__Stored data__:

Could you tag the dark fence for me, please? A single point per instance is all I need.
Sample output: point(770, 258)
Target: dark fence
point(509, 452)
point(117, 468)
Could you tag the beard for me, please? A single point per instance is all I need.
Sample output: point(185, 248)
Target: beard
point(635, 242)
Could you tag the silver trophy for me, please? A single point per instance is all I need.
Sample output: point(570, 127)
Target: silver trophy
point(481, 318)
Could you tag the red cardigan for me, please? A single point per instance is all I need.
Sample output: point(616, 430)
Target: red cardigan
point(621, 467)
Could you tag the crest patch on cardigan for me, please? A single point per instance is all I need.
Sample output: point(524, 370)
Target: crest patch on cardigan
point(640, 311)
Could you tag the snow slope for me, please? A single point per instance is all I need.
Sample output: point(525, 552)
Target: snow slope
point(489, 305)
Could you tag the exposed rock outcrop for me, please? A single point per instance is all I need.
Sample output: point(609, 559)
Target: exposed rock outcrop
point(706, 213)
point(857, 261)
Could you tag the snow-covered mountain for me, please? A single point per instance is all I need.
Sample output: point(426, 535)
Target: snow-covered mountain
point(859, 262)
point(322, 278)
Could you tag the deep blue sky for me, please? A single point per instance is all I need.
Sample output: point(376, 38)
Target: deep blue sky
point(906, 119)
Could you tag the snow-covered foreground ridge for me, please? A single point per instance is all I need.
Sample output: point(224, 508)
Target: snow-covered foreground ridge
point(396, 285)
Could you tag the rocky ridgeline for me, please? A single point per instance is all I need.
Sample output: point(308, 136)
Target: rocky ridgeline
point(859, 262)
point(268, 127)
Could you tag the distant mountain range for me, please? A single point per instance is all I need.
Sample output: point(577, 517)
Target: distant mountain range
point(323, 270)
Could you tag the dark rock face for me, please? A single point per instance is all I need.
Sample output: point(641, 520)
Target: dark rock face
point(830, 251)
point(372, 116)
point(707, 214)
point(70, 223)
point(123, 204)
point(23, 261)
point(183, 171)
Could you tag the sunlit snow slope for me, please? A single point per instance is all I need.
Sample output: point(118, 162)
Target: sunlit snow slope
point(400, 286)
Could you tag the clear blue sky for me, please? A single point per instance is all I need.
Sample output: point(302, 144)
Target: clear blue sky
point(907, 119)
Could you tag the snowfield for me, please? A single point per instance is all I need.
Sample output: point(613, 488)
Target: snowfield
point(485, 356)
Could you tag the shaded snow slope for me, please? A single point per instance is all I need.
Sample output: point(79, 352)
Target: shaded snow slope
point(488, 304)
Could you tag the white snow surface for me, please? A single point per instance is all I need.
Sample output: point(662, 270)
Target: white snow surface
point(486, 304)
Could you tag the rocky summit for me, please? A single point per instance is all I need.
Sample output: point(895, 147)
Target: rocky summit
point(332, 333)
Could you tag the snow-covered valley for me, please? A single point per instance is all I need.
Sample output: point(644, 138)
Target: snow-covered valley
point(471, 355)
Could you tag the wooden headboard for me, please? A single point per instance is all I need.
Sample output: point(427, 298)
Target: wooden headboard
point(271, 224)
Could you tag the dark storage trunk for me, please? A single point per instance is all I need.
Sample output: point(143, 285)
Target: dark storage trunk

__Given problem__: Each entry above is to be set down again in exactly the same words.

__Completed exercise__:
Could you tag the dark fence for me, please? A single point per instance is all I need.
Sample output: point(770, 258)
Target: dark fence
point(509, 452)
point(117, 468)
Could you tag the beard for me, please? A single point per instance is all I need.
Sample output: point(185, 248)
Target: beard
point(635, 242)
Could you tag the silver trophy for me, please? A single point per instance is all I need.
Sample output: point(570, 127)
Target: silver trophy
point(481, 318)
Could you tag the red cardigan for me, please? A single point per instance is all I need.
Sample output: point(616, 430)
Target: red cardigan
point(621, 467)
Could you tag the crest patch on cardigan for me, please? A single point per instance is all I need.
Sample output: point(524, 370)
Target: crest patch on cardigan
point(640, 311)
Could you tag the snow slope for me, please? A single point per instance is all I need.
Sample output: point(525, 552)
Target: snow slope
point(489, 305)
Could you tag the exposed rock outcrop for me, please? A single point per instance is all I need.
Sample output: point(609, 559)
Target: exposed rock outcrop
point(706, 213)
point(857, 261)
Could you tag the snow-covered mountain for me, please? A single point per instance is all I need.
Sample output: point(426, 535)
Target: snow-covered mountain
point(859, 262)
point(322, 278)
Could you tag the deep blue sky for me, please? A single point per instance is all I need.
Sample output: point(376, 38)
Target: deep blue sky
point(906, 119)
Could you tag the snow-covered foreground ridge for me, please? A single point per instance is all I need.
Sample output: point(224, 508)
Target: snow-covered foreground ridge
point(396, 285)
Could you tag the rocky ridgeline for me, please? A single point per instance is all I need.
Sample output: point(308, 136)
Target: rocky ridgeline
point(859, 262)
point(268, 127)
Could you tag the distant mountain range for me, please? A single point per instance is all I need.
Sample output: point(577, 517)
Target: distant mountain range
point(323, 270)
Could you tag the dark rock face for me, please? A single point per instance is all I need.
Sample output: point(641, 520)
Target: dark rock face
point(830, 251)
point(372, 116)
point(707, 214)
point(70, 223)
point(123, 204)
point(23, 261)
point(183, 171)
Could you tag the sunlit snow slope for me, please? A single point per instance is all I need.
Sample output: point(118, 162)
Target: sunlit snow slope
point(400, 286)
Could you tag the clear blue sky for me, please? A single point per instance is all I need.
Sample output: point(302, 144)
Target: clear blue sky
point(907, 119)
Could you tag the snowfield for me, please? A single point per instance is all I need.
Sample output: point(613, 488)
Target: snowfield
point(485, 356)
Could you tag the shaded snow slope for me, please? A single point per instance is all I need.
Sample output: point(79, 352)
Target: shaded snow slope
point(488, 304)
Could you tag the white snow surface for me, please? A single point per instance is all I need.
Sample output: point(662, 270)
Target: white snow surface
point(486, 304)
Could you tag the rocky summit for me, please? A single point per instance is all I need.
Sample output: point(895, 147)
Target: rocky summit
point(332, 333)
Could you tag the snow-covered valley for me, please? A single point per instance is all I need.
Sample output: point(644, 138)
Target: snow-covered valley
point(471, 355)
Could you tag the wooden headboard for me, please? A single point per instance is all I need.
Sample output: point(427, 298)
Target: wooden headboard
point(271, 224)
Could you tag the dark storage trunk for me, please? A single point per instance is all I need.
Sample output: point(143, 285)
Target: dark storage trunk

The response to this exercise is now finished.